Selected excerpt:
= Beginning of Section =
Figure 2—figure supplement 2
Multiple, strong MELT motifs per Spc105 are essential for cell survival when chromosome biorientation is challenged by conditionally disrupting the mitotic Cik1 functions.

(A) Effect of Cik1-CC overexpression (stimulated by the use of galactose as the carbon source) on the indicated strains. (B) Micrographs on the left show the scoring scheme used to identify cells in anaphase and those with elongated spindles, which are indicative of anaphase onset (but cannot be confirmed as anaphase). Bar ~3.2 µm. Scatter and bar plots on the right show quantification. (n = 694 and 476 at 105 and 135 min respectively for WT and 547 and 317 at 105 and 135 min respectively for #2,6 from two repeats).

Figure 2—figure supplement 2—source data 1

Data needed for the plots shown in Figure 2—figure supplement 2B top right and 2B bottom right.

https://cdn.elifesciences.org/articles/55096/elife-55096-fig2-figsupp2-data1-v2.xlsx
Figure 2—figure supplement 3
The difference in the SAC signaling activities of the first three and last three MELT motifs in Spc105 is detectable in benomyl-containing media, but not in cells treated with nocodazole.
= End of Section =
Record set:
= Beginning of Section =
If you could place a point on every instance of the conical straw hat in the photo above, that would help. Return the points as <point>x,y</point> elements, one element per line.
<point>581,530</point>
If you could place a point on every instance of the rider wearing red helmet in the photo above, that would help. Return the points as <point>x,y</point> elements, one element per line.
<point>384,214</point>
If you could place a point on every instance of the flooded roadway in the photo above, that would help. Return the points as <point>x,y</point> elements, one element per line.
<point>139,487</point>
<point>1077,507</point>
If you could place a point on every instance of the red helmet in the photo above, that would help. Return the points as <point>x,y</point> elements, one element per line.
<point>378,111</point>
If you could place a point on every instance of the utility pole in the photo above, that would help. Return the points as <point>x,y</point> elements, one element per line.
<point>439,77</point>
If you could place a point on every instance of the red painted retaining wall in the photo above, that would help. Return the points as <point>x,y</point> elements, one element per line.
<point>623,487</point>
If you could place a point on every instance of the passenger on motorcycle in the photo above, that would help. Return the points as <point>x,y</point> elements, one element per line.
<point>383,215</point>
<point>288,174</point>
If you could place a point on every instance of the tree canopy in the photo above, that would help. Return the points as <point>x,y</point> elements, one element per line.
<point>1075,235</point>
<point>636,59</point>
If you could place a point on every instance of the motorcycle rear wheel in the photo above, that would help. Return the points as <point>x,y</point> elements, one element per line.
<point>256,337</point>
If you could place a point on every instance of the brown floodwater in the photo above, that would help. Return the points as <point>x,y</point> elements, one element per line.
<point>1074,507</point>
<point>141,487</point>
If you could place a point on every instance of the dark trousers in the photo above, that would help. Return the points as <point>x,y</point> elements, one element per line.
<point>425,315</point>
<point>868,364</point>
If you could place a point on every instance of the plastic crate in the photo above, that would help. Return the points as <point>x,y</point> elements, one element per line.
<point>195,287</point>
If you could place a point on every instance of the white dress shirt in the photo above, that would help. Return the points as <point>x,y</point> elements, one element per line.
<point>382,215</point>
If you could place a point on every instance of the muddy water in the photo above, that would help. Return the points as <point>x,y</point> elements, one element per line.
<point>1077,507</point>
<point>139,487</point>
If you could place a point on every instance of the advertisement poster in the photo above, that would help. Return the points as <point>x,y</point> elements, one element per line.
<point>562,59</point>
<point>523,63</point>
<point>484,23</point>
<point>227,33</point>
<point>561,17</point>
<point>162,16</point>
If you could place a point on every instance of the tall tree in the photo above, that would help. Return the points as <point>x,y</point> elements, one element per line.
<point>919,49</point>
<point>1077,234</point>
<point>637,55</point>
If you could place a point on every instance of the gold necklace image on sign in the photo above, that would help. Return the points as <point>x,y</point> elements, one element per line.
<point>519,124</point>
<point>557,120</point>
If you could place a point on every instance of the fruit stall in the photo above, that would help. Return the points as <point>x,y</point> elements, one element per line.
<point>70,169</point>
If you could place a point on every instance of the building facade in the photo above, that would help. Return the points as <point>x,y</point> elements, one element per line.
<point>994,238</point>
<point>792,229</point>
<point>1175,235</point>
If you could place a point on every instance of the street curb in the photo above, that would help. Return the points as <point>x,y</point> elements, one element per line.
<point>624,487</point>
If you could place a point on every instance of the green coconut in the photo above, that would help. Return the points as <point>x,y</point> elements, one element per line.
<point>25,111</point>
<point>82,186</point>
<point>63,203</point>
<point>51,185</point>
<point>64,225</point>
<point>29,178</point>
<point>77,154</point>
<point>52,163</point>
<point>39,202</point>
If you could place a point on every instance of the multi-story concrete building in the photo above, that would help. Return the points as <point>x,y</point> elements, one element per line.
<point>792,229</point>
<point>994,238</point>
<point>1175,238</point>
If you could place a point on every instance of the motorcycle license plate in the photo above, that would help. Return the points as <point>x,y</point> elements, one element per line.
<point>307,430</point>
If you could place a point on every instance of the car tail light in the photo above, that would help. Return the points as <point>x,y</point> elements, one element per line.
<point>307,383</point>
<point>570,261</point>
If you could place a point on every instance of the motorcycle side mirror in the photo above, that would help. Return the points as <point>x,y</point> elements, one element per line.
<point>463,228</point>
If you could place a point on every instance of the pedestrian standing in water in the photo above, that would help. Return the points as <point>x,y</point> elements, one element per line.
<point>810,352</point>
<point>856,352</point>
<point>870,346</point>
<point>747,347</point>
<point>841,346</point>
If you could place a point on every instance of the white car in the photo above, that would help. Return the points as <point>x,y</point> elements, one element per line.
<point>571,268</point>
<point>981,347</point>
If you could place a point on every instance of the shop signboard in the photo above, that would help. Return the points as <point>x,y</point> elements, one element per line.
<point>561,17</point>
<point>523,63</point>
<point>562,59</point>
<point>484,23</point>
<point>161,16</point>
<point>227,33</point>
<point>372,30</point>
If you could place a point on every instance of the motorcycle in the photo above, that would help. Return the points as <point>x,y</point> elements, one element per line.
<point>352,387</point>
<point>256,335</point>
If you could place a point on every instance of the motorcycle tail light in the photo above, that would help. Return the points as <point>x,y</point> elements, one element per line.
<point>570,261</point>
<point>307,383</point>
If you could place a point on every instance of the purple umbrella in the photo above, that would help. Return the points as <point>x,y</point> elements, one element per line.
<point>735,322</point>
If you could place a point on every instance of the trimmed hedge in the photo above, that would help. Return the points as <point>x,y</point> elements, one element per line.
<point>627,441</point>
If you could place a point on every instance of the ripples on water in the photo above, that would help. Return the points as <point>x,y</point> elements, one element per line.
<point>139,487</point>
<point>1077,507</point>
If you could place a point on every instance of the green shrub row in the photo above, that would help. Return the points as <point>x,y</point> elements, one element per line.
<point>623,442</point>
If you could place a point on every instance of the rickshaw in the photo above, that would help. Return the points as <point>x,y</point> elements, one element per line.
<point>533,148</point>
= End of Section =
Copy the passage of the Spc105 figure legend from "Figure 2—figure supplement 2—source" up to and including "treated with nocodazole." with no changes.

Response box:
Figure 2—figure supplement 2—source data 1

Data needed for the plots shown in Figure 2—figure supplement 2B top right and 2B bottom right.

https://cdn.elifesciences.org/articles/55096/elife-55096-fig2-figsupp2-data1-v2.xlsx
Figure 2—figure supplement 3
The difference in the SAC signaling activities of the first three and last three MELT motifs in Spc105 is detectable in benomyl-containing media, but not in cells treated with nocodazole.